请把下面全部记录的各行整理成编号列表，空行不计入。
☆ ☆ ☆ ☆
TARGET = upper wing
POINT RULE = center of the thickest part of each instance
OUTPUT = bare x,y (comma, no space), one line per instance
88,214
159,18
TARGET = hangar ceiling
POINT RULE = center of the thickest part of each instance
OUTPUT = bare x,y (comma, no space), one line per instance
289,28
☆ ☆ ☆ ☆
(最终结果):
1. TARGET = upper wing
2. POINT RULE = center of the thickest part of each instance
3. OUTPUT = bare x,y (comma, no space), one line per instance
4. 88,214
5. 159,18
6. TARGET = hangar ceiling
7. POINT RULE = center of the thickest part of each instance
8. OUTPUT = bare x,y (comma, no space), one line per instance
9. 289,28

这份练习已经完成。